**PROBLEM DESCRIPTION:** Format every line of the items below as a Markdown table with two columns, Row and Line. Number the rows in order and leave out blank lines.

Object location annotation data
══════════════════════════════
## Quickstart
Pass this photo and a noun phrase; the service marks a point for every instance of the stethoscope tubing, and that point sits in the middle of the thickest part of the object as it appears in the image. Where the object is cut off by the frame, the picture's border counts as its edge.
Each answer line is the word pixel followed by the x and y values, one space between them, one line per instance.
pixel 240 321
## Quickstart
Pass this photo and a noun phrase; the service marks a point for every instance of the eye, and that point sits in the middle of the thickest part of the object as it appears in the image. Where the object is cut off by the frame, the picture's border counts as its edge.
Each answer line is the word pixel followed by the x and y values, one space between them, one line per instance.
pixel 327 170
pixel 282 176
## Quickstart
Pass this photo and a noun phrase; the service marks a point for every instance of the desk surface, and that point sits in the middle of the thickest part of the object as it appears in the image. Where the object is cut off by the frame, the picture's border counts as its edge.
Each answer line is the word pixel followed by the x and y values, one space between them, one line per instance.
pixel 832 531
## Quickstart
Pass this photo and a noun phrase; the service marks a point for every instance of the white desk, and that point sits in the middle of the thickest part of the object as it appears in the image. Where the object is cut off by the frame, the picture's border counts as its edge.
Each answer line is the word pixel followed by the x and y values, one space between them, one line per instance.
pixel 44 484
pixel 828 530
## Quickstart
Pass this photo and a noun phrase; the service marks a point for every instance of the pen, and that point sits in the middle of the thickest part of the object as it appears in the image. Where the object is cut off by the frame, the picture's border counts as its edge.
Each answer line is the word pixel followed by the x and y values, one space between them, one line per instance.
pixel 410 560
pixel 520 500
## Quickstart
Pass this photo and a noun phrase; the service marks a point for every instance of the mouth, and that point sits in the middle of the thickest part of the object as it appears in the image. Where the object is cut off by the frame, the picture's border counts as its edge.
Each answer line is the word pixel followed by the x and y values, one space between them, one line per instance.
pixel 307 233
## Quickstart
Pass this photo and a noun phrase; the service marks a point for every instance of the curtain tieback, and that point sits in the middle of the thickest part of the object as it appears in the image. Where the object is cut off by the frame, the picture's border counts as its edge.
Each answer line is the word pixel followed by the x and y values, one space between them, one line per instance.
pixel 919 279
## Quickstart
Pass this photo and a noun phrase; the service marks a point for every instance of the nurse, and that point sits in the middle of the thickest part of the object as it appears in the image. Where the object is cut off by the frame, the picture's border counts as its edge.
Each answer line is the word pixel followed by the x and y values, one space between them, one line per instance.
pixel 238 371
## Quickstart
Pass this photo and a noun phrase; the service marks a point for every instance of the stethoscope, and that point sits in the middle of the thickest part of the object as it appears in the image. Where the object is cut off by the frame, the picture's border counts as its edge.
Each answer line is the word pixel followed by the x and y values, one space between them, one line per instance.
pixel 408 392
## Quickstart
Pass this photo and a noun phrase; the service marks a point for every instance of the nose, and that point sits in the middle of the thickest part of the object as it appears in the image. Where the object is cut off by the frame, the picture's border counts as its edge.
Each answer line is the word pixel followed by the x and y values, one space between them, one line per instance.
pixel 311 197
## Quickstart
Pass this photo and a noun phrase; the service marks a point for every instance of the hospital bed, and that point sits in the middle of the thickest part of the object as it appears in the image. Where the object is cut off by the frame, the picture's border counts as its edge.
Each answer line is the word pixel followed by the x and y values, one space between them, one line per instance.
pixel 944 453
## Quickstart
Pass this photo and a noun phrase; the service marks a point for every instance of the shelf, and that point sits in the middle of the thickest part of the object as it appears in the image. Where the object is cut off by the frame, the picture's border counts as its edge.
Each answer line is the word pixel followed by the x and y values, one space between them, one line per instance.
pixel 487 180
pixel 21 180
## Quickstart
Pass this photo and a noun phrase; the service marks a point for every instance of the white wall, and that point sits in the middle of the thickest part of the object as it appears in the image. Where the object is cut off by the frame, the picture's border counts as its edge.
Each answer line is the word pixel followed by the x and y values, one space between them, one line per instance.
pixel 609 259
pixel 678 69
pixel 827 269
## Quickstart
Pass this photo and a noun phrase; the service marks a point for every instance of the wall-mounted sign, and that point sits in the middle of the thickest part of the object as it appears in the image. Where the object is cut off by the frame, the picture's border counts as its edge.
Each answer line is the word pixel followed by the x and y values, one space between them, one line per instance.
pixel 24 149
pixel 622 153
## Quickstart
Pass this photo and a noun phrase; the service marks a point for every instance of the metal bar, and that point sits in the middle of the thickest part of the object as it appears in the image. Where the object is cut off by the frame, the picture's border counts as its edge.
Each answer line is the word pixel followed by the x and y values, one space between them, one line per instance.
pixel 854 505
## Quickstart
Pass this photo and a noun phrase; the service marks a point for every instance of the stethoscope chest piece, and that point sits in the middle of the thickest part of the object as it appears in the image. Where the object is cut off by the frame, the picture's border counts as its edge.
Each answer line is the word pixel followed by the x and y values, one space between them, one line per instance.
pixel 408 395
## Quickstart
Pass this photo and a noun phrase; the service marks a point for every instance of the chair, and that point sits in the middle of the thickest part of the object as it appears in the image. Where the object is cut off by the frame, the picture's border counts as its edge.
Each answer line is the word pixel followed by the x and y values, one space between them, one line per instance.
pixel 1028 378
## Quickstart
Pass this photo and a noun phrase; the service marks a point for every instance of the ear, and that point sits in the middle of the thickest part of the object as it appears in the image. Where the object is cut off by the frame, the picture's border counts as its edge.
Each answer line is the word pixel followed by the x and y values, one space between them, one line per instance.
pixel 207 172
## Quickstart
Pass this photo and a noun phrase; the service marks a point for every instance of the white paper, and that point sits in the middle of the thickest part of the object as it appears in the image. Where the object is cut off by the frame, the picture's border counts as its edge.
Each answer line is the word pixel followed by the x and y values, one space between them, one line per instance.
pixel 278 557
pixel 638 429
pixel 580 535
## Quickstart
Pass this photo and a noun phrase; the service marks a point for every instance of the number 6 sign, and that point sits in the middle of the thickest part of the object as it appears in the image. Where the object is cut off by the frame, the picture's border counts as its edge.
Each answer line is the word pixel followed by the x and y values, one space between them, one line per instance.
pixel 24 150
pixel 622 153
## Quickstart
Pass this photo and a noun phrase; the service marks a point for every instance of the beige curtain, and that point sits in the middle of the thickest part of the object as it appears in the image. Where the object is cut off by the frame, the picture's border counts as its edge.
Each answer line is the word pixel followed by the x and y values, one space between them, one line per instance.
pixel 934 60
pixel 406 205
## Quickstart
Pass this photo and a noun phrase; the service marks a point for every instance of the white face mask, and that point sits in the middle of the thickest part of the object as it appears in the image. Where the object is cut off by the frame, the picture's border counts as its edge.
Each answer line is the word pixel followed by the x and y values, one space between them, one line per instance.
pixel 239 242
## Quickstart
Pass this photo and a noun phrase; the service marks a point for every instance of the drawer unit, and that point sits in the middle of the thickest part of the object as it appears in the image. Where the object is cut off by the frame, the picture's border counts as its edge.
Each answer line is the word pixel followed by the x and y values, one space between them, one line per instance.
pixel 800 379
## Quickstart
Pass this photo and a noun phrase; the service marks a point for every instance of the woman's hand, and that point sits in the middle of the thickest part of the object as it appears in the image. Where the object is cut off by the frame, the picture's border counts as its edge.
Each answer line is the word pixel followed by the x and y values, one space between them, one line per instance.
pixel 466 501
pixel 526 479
══════════════════════════════
**FINAL RESULT:**
| Row | Line |
|---|---|
| 1 | ## Quickstart |
| 2 | Pass this photo and a noun phrase; the service marks a point for every instance of the stethoscope tubing, and that point sits in the middle of the thickest part of the object as it appears in the image. Where the object is cut off by the frame, the picture's border counts as its edge. |
| 3 | Each answer line is the word pixel followed by the x and y values, one space between them, one line per instance. |
| 4 | pixel 240 321 |
| 5 | ## Quickstart |
| 6 | Pass this photo and a noun phrase; the service marks a point for every instance of the eye, and that point sits in the middle of the thickest part of the object as it appears in the image. Where the object is cut off by the frame, the picture's border counts as its edge. |
| 7 | Each answer line is the word pixel followed by the x and y values, one space between them, one line per instance. |
| 8 | pixel 327 170 |
| 9 | pixel 282 176 |
| 10 | ## Quickstart |
| 11 | Pass this photo and a noun phrase; the service marks a point for every instance of the desk surface, and that point sits in the middle of the thickest part of the object as it appears in the image. Where the object is cut off by the frame, the picture's border counts as its edge. |
| 12 | Each answer line is the word pixel followed by the x and y values, one space between them, one line per instance. |
| 13 | pixel 832 531 |
| 14 | ## Quickstart |
| 15 | Pass this photo and a noun phrase; the service marks a point for every instance of the white desk, and that point sits in the middle of the thickest part of the object as it appears in the image. Where the object is cut off by the frame, the picture's border counts as its edge. |
| 16 | Each answer line is the word pixel followed by the x and y values, one space between them, one line per instance. |
| 17 | pixel 44 484 |
| 18 | pixel 828 530 |
| 19 | ## Quickstart |
| 20 | Pass this photo and a noun phrase; the service marks a point for every instance of the pen, and that point sits in the middle of the thickest part of the object as it appears in the image. Where the object is cut off by the frame, the picture's border counts as its edge. |
| 21 | Each answer line is the word pixel followed by the x and y values, one space between them, one line per instance. |
| 22 | pixel 410 560 |
| 23 | pixel 520 500 |
| 24 | ## Quickstart |
| 25 | Pass this photo and a noun phrase; the service marks a point for every instance of the mouth, and that point sits in the middle of the thickest part of the object as it appears in the image. Where the object is cut off by the frame, the picture's border counts as its edge. |
| 26 | Each answer line is the word pixel followed by the x and y values, one space between them, one line per instance. |
| 27 | pixel 307 233 |
| 28 | ## Quickstart |
| 29 | Pass this photo and a noun phrase; the service marks a point for every instance of the curtain tieback, and that point sits in the middle of the thickest part of the object as it appears in the image. Where the object is cut off by the frame, the picture's border counts as its edge. |
| 30 | Each answer line is the word pixel followed by the x and y values, one space between them, one line per instance. |
| 31 | pixel 919 279 |
| 32 | ## Quickstart |
| 33 | Pass this photo and a noun phrase; the service marks a point for every instance of the nurse, and that point sits in the middle of the thickest part of the object as it appears in the image. Where the object is cut off by the frame, the picture's border counts as its edge. |
| 34 | Each answer line is the word pixel followed by the x and y values, one space between them, one line per instance. |
| 35 | pixel 238 371 |
| 36 | ## Quickstart |
| 37 | Pass this photo and a noun phrase; the service marks a point for every instance of the stethoscope, and that point sits in the middle of the thickest part of the object as it appears in the image. Where the object is cut off by the frame, the picture's border counts as its edge. |
| 38 | Each answer line is the word pixel followed by the x and y values, one space between them, one line per instance. |
| 39 | pixel 408 392 |
| 40 | ## Quickstart |
| 41 | Pass this photo and a noun phrase; the service marks a point for every instance of the nose, and that point sits in the middle of the thickest part of the object as it appears in the image. Where the object is cut off by the frame, the picture's border counts as its edge. |
| 42 | Each answer line is the word pixel followed by the x and y values, one space between them, one line per instance. |
| 43 | pixel 311 197 |
| 44 | ## Quickstart |
| 45 | Pass this photo and a noun phrase; the service marks a point for every instance of the hospital bed, and that point sits in the middle of the thickest part of the object as it appears in the image. Where the object is cut off by the frame, the picture's border counts as its edge. |
| 46 | Each answer line is the word pixel followed by the x and y values, one space between them, one line per instance. |
| 47 | pixel 944 453 |
| 48 | ## Quickstart |
| 49 | Pass this photo and a noun phrase; the service marks a point for every instance of the shelf, and that point sits in the middle of the thickest part of the object as it appears in the image. Where the object is cut off by the frame, the picture's border counts as its edge. |
| 50 | Each answer line is the word pixel followed by the x and y values, one space between them, one line per instance. |
| 51 | pixel 487 180 |
| 52 | pixel 21 180 |
| 53 | ## Quickstart |
| 54 | Pass this photo and a noun phrase; the service marks a point for every instance of the white wall, and that point sits in the middle of the thickest part of the object as it appears in the image. Where the object is cut off by the frame, the picture's border counts as its edge. |
| 55 | Each answer line is the word pixel followed by the x and y values, one space between them, one line per instance. |
| 56 | pixel 609 259 |
| 57 | pixel 678 69 |
| 58 | pixel 827 269 |
| 59 | ## Quickstart |
| 60 | Pass this photo and a noun phrase; the service marks a point for every instance of the wall-mounted sign, and that point sits in the middle of the thickest part of the object as it appears in the image. Where the object is cut off by the frame, the picture's border counts as its edge. |
| 61 | Each answer line is the word pixel followed by the x and y values, one space between them, one line per instance. |
| 62 | pixel 24 149 |
| 63 | pixel 622 153 |
| 64 | ## Quickstart |
| 65 | Pass this photo and a noun phrase; the service marks a point for every instance of the metal bar, and that point sits in the middle of the thickest part of the object as it appears in the image. Where the object is cut off by the frame, the picture's border counts as its edge. |
| 66 | Each answer line is the word pixel followed by the x and y values, one space between them, one line per instance. |
| 67 | pixel 854 505 |
| 68 | ## Quickstart |
| 69 | Pass this photo and a noun phrase; the service marks a point for every instance of the stethoscope chest piece, and that point sits in the middle of the thickest part of the object as it appears in the image. Where the object is cut off by the frame, the picture's border counts as its edge. |
| 70 | Each answer line is the word pixel followed by the x and y values, one space between them, one line per instance. |
| 71 | pixel 408 395 |
| 72 | ## Quickstart |
| 73 | Pass this photo and a noun phrase; the service marks a point for every instance of the chair, and that point sits in the middle of the thickest part of the object as it appears in the image. Where the object is cut off by the frame, the picture's border counts as its edge. |
| 74 | Each answer line is the word pixel followed by the x and y values, one space between them, one line per instance. |
| 75 | pixel 1028 378 |
| 76 | ## Quickstart |
| 77 | Pass this photo and a noun phrase; the service marks a point for every instance of the ear, and that point sits in the middle of the thickest part of the object as it appears in the image. Where the object is cut off by the frame, the picture's border counts as its edge. |
| 78 | Each answer line is the word pixel followed by the x and y values, one space between them, one line per instance. |
| 79 | pixel 207 172 |
| 80 | ## Quickstart |
| 81 | Pass this photo and a noun phrase; the service marks a point for every instance of the white paper, and that point sits in the middle of the thickest part of the object as it appears in the image. Where the object is cut off by the frame, the picture's border counts as its edge. |
| 82 | Each answer line is the word pixel followed by the x and y values, one space between them, one line per instance. |
| 83 | pixel 278 557 |
| 84 | pixel 638 429 |
| 85 | pixel 580 535 |
| 86 | ## Quickstart |
| 87 | Pass this photo and a noun phrase; the service marks a point for every instance of the number 6 sign, and that point sits in the middle of the thickest part of the object as it appears in the image. Where the object is cut off by the frame, the picture's border counts as its edge. |
| 88 | Each answer line is the word pixel followed by the x and y values, one space between them, one line per instance. |
| 89 | pixel 24 150 |
| 90 | pixel 622 153 |
| 91 | ## Quickstart |
| 92 | Pass this photo and a noun phrase; the service marks a point for every instance of the beige curtain, and that point sits in the middle of the thickest part of the object as it appears in the image. Where the object is cut off by the frame, the picture's border counts as its edge. |
| 93 | Each answer line is the word pixel followed by the x and y values, one space between them, one line per instance. |
| 94 | pixel 934 60 |
| 95 | pixel 406 205 |
| 96 | ## Quickstart |
| 97 | Pass this photo and a noun phrase; the service marks a point for every instance of the white face mask, and that point sits in the middle of the thickest part of the object as it appears in the image. Where the object is cut off by the frame, the picture's border counts as its edge. |
| 98 | Each answer line is the word pixel followed by the x and y values, one space between them, one line per instance. |
| 99 | pixel 239 242 |
| 100 | ## Quickstart |
| 101 | Pass this photo and a noun phrase; the service marks a point for every instance of the drawer unit, and that point sits in the middle of the thickest part of the object as it appears in the image. Where the object is cut off by the frame, the picture's border counts as its edge. |
| 102 | Each answer line is the word pixel followed by the x and y values, one space between them, one line per instance. |
| 103 | pixel 800 379 |
| 104 | ## Quickstart |
| 105 | Pass this photo and a noun phrase; the service marks a point for every instance of the woman's hand, and that point sits in the middle of the thickest part of the object as it appears in the image. Where the object is cut off by the frame, the picture's border counts as its edge. |
| 106 | Each answer line is the word pixel followed by the x and y values, one space between them, one line per instance. |
| 107 | pixel 466 501 |
| 108 | pixel 526 479 |